[Opening Supplied records section]

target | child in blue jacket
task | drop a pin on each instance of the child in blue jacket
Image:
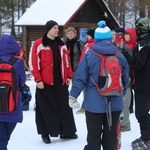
(26, 97)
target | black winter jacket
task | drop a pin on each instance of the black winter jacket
(140, 62)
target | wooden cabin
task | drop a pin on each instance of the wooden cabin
(75, 13)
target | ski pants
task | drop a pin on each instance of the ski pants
(6, 129)
(99, 133)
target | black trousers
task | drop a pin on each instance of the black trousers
(99, 133)
(142, 107)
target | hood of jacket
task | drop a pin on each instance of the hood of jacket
(8, 45)
(105, 47)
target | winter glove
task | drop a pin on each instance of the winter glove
(73, 102)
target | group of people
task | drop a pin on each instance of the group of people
(55, 61)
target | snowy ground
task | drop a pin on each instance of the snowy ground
(25, 136)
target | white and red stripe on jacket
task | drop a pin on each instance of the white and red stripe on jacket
(41, 63)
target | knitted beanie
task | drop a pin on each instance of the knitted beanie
(102, 32)
(49, 25)
(117, 30)
(91, 33)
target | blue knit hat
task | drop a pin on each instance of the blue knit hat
(102, 32)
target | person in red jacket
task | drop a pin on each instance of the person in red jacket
(50, 66)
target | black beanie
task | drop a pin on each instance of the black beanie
(91, 33)
(50, 25)
(117, 30)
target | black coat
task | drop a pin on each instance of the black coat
(53, 114)
(140, 62)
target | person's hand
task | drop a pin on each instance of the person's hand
(73, 102)
(40, 85)
(68, 81)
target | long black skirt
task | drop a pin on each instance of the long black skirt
(53, 114)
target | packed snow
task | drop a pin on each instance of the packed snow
(25, 136)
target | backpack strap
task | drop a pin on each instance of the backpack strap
(12, 60)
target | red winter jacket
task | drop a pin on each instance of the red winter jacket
(41, 63)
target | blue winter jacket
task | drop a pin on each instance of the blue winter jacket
(90, 66)
(8, 48)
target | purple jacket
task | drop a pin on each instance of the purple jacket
(8, 48)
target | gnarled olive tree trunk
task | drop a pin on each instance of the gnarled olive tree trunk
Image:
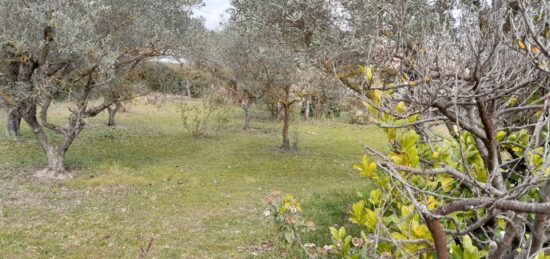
(286, 126)
(111, 122)
(55, 154)
(13, 126)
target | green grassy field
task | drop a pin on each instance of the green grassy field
(198, 198)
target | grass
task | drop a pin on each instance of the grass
(198, 198)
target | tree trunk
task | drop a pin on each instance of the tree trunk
(286, 125)
(307, 110)
(56, 159)
(247, 117)
(55, 155)
(188, 88)
(14, 123)
(439, 236)
(111, 122)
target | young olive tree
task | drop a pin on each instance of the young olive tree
(282, 32)
(79, 51)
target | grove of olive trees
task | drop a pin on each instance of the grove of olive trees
(458, 89)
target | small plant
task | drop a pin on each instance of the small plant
(211, 114)
(285, 211)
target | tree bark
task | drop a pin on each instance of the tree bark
(286, 126)
(247, 117)
(111, 122)
(504, 245)
(56, 160)
(538, 234)
(13, 129)
(188, 88)
(439, 236)
(307, 110)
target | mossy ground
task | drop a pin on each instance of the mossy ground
(198, 198)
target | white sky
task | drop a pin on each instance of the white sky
(214, 12)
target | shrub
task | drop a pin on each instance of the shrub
(211, 114)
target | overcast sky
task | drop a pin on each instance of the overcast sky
(213, 12)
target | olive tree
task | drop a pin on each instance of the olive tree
(79, 51)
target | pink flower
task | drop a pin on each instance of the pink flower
(357, 241)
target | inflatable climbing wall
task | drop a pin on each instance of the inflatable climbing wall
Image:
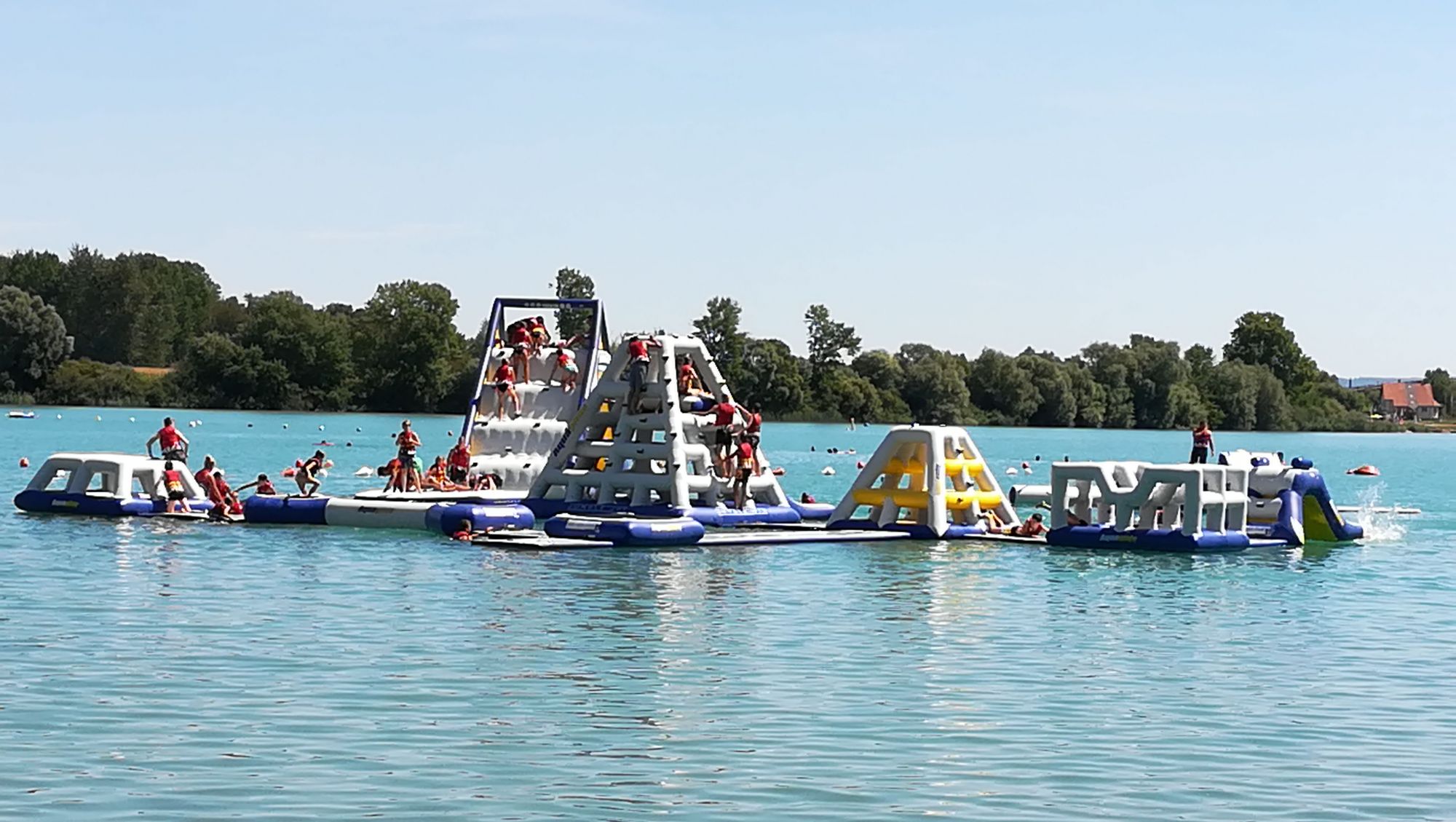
(656, 458)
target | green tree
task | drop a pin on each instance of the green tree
(1260, 339)
(315, 347)
(772, 378)
(574, 285)
(219, 374)
(33, 340)
(831, 341)
(1053, 381)
(719, 330)
(405, 341)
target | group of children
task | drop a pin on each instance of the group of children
(528, 340)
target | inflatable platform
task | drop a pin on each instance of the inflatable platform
(106, 484)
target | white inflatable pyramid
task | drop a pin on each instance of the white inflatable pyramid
(660, 455)
(928, 480)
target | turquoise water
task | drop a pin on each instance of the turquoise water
(183, 671)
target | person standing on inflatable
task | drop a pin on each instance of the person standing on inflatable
(1202, 443)
(637, 371)
(174, 445)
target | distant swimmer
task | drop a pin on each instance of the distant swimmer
(174, 445)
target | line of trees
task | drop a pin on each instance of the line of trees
(1263, 381)
(72, 330)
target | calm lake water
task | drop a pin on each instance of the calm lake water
(183, 671)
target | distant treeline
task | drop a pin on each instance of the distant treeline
(71, 330)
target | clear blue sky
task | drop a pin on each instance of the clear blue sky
(960, 174)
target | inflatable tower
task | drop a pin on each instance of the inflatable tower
(654, 459)
(930, 481)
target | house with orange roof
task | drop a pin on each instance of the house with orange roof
(1409, 401)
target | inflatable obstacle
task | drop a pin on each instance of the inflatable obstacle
(656, 459)
(1291, 502)
(930, 481)
(106, 484)
(1157, 507)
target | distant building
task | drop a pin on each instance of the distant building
(1409, 401)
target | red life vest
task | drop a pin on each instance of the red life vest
(723, 416)
(170, 438)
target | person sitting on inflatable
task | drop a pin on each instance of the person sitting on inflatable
(177, 491)
(567, 365)
(506, 390)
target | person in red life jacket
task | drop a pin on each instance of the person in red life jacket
(506, 390)
(743, 470)
(637, 369)
(205, 475)
(726, 416)
(308, 474)
(459, 461)
(539, 336)
(174, 445)
(688, 381)
(567, 365)
(1202, 443)
(261, 486)
(753, 429)
(464, 532)
(408, 443)
(175, 489)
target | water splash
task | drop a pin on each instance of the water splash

[Closing Supplied records section]

**Your instructions**
Above are the records; please give again, exactly and in full, only the lines that run from the line with "task | drop a pin on each instance of the pink" through the line with "target | person standing on inflatable", with no pictures.

**Answer to this exercise**
task | drop a pin on each instance of the pink flower
(357, 241)
target | inflatable climbing wall
task | drop a pin on each instance of the inflatable climbing wall
Image:
(656, 458)
target | green tree
task | drop a pin on each instance of the green tree
(1260, 339)
(315, 347)
(772, 378)
(574, 285)
(219, 374)
(33, 340)
(831, 341)
(1053, 381)
(719, 330)
(405, 341)
target | group of children
task | drop a pin on each instance of the group of children
(528, 340)
target | inflatable platform
task | drop a pin on each instance of the inflatable platform
(106, 484)
target | white inflatable pyramid
task | drop a pin on each instance of the white inflatable pyramid
(660, 455)
(928, 480)
target | turquoise water
task | drop a pin on each instance of the turquoise water
(183, 671)
target | person standing on inflatable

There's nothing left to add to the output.